Anonymous: I just cut my self for the first time and I'm so depressed and sad I don't even know what to do and I'm scared I'm not even sure why I'm writing this to you.... I just need someone to talk to I think

I’m always here, okay? Don’t be scared. Stay strong, lovely. Tips to fight self-harm urges

Anonymous: My ex boyfriend won't take me back because he thinks I cheated on him and I didn't and I'm so in love with him and I just want to die I can't survive without him. Every day I think about killing myself I beg him and he JJST tells me no and no and it's like knives sticking through my chest I just went to die

You need to prove to him that you didn’t cheat, and tell him what this is doing to you. Stay strong, sweetie. Tips to help fight suicidal thoughts

Anonymous: Hi, so I have a problem. I know a professional probably needs to do this but I'd like to kinda get a feel before I ask for help. I don't know if I have depression. My mom is bipolar and has depression so I could've inherited it but idk. I often feel anxious, sad, unloved, and worthless. I hate myself to put it bluntly. I've cut several times. But I'm happy sometimes too. So, I don't know if I can have depression when I am sometimes happy. This is dumb, I know, but what do you think?

I think it’s possible that you do have depression, yes, but I am by no means diagnosing you - I am no professional. You should go to see a psychiatrist or a doctor and they can help diagnose you. Tips to fight self-harm urges Tips to help fight anxiety Stay strong, beautiful. I love you.

Anonymous: i wish i was skinny and pretty like all the other girls at my school. im the heaviest on my sports team and it makes me feel like im never good enough. no wonder why no one ever likes me

I like you - heck, I love you. Who wants to cuddle a stick thin girl? What happened to curves? Embrace it. You’re breathtakingly beautiful, trust me. Stay strong, sweetie. I love you.
═══
**Required action:** Write out the passage above word for word, starting at "Anonymous: Hi, so" and stopping after "beautiful. I love you.".
═══
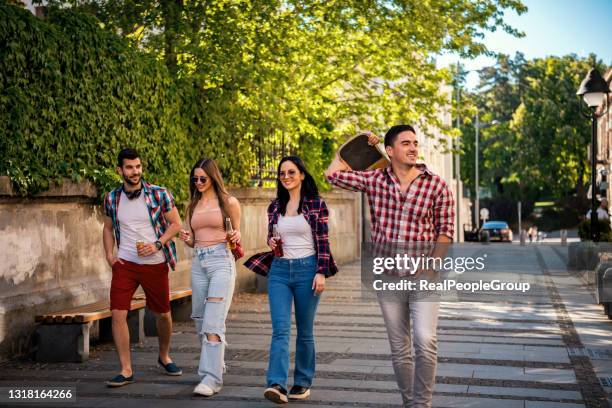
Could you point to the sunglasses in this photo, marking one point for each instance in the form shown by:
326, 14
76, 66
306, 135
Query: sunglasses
═══
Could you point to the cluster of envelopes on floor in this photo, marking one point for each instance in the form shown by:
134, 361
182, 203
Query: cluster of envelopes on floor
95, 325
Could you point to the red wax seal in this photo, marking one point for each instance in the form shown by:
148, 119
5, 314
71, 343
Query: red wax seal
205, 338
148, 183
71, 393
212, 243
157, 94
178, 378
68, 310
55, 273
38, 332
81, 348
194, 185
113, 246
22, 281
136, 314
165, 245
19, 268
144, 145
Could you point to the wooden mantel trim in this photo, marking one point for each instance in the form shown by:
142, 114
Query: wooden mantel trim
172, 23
═══
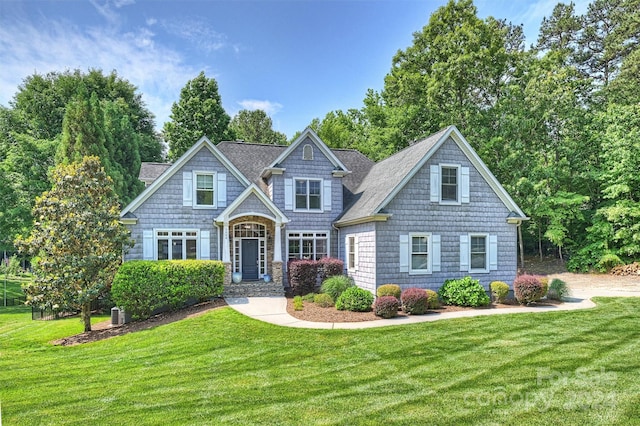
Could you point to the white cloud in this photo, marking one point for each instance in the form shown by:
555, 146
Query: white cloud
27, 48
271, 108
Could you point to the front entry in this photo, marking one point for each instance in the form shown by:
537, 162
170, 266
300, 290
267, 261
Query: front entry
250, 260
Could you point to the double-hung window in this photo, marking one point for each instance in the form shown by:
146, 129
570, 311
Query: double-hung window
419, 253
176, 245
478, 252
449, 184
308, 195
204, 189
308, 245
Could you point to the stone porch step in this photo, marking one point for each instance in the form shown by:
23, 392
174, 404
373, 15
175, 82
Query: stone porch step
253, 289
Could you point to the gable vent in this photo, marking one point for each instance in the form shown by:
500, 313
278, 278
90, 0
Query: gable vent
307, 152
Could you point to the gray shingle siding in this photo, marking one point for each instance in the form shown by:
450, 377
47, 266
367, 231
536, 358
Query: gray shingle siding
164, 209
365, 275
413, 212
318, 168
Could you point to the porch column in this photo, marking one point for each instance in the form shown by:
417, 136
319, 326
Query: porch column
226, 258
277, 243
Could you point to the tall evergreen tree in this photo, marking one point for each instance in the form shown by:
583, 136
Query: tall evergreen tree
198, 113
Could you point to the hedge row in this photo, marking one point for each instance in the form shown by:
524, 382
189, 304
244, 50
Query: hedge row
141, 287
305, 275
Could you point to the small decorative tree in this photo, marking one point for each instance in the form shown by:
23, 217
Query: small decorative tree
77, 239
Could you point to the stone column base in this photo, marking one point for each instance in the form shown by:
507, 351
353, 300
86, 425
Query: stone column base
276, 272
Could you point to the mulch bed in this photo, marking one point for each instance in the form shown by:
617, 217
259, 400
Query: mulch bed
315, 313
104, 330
═══
**Exercise answer:**
Anonymous: Hi, so I have a problem. I know a professional probably needs to do this but I'd like to kinda get a feel before I ask for help. I don't know if I have depression. My mom is bipolar and has depression so I could've inherited it but idk. I often feel anxious, sad, unloved, and worthless. I hate myself to put it bluntly. I've cut several times. But I'm happy sometimes too. So, I don't know if I can have depression when I am sometimes happy. This is dumb, I know, but what do you think?

I think it’s possible that you do have depression, yes, but I am by no means diagnosing you - I am no professional. You should go to see a psychiatrist or a doctor and they can help diagnose you. Tips to fight self-harm urges Tips to help fight anxiety Stay strong, beautiful. I love you.